Rewrite all of the lines below, swapping each occurrence of "set a dot" for "place a point" and keeping everything else the same.

-- begin Data excerpts --

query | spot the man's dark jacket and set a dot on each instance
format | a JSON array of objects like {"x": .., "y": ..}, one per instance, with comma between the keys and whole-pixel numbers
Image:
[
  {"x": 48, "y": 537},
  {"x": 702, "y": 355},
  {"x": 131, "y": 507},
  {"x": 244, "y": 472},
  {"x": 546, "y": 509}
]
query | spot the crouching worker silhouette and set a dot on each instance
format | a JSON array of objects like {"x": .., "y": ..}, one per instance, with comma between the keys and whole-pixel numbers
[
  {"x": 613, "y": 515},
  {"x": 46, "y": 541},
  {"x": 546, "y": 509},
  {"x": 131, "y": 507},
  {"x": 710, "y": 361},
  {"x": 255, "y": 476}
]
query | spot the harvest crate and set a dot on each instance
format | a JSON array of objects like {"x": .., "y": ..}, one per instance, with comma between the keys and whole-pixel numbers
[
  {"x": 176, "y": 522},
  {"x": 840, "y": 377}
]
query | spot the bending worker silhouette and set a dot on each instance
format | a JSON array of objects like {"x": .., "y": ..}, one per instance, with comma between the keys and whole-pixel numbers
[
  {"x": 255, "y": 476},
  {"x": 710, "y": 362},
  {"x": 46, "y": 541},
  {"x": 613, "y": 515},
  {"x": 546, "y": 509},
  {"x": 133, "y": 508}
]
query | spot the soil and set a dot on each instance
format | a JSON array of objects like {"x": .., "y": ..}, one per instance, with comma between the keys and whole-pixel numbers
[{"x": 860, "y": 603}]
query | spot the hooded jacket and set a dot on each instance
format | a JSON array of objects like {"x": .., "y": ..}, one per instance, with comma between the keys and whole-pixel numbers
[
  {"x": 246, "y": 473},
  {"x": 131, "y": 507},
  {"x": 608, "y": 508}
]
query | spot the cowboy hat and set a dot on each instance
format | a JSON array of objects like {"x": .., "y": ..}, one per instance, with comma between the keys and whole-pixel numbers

-- end Data excerpts --

• Task response:
query | spot the man's dark jacket and place a point on each instance
format | a JSON array of objects like {"x": .., "y": ..}, one per instance, with comma between the keys and whole-pixel numbers
Image:
[
  {"x": 48, "y": 537},
  {"x": 702, "y": 355},
  {"x": 131, "y": 507},
  {"x": 244, "y": 472},
  {"x": 546, "y": 509}
]
query | spot the crouching worker silhouette and place a point on each instance
format | a JSON array of objects like {"x": .., "y": ..}, one per instance, with comma between the keys and whole-pixel numbers
[
  {"x": 613, "y": 515},
  {"x": 46, "y": 541},
  {"x": 546, "y": 509},
  {"x": 131, "y": 507},
  {"x": 710, "y": 361},
  {"x": 255, "y": 476}
]
query | spot the harvest crate and place a point on each instance
format | a JSON array of objects like {"x": .., "y": ..}, one per instance, with comma between the keys and whole-pixel numbers
[
  {"x": 176, "y": 522},
  {"x": 840, "y": 377}
]
query | spot the bending worker silhouette and place a point on each instance
format | a JSON array of objects like {"x": .., "y": ..}, one per instance, with comma between the keys and whole-pixel numbers
[
  {"x": 255, "y": 476},
  {"x": 710, "y": 362},
  {"x": 46, "y": 541},
  {"x": 613, "y": 515},
  {"x": 546, "y": 509},
  {"x": 133, "y": 508}
]
query | spot the soil and place a point on each instance
format | a JSON array of objects like {"x": .., "y": ..}, one per instance, with comma between the keys and whole-pixel numbers
[{"x": 860, "y": 603}]
query | spot the hooded jacket and place a point on each instance
format | a JSON array of objects like {"x": .., "y": ..}, one per instance, with comma between the keys and whole-pixel numbers
[
  {"x": 246, "y": 473},
  {"x": 131, "y": 507},
  {"x": 608, "y": 508}
]
query | spot the cowboy hat and place a point on each instance
format | a JSON array of objects like {"x": .., "y": ..}, one per instance, with comma between the keys and whole-pixel numbers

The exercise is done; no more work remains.